__DESCRIPTION OF THE TASK__. If a record contains a picture, leave the picture out and copy everything else exactly.

------------------------------------------------------------------------

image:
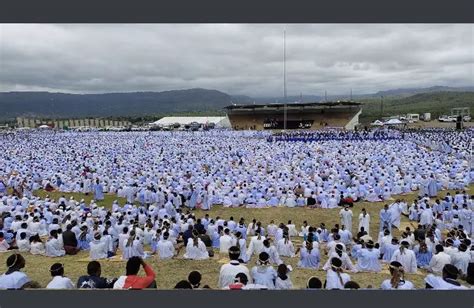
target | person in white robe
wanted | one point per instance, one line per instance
(23, 243)
(272, 229)
(226, 241)
(343, 256)
(406, 257)
(285, 247)
(98, 248)
(242, 244)
(165, 247)
(439, 260)
(53, 247)
(397, 282)
(229, 270)
(4, 246)
(291, 229)
(274, 257)
(59, 281)
(283, 280)
(255, 245)
(462, 259)
(36, 246)
(264, 273)
(368, 260)
(448, 281)
(335, 278)
(364, 221)
(14, 278)
(395, 213)
(196, 250)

------------------------------------------------------------------------

__EXERCISE SOLUTION__.
image:
target | person in white robe
wanted | one point per instance, one line per instance
(23, 243)
(272, 229)
(226, 241)
(343, 256)
(406, 257)
(285, 247)
(98, 248)
(242, 244)
(165, 247)
(439, 260)
(53, 247)
(397, 282)
(229, 270)
(4, 246)
(291, 229)
(274, 257)
(59, 281)
(283, 280)
(255, 245)
(462, 259)
(36, 246)
(264, 273)
(368, 260)
(448, 281)
(335, 278)
(364, 221)
(14, 278)
(395, 213)
(196, 250)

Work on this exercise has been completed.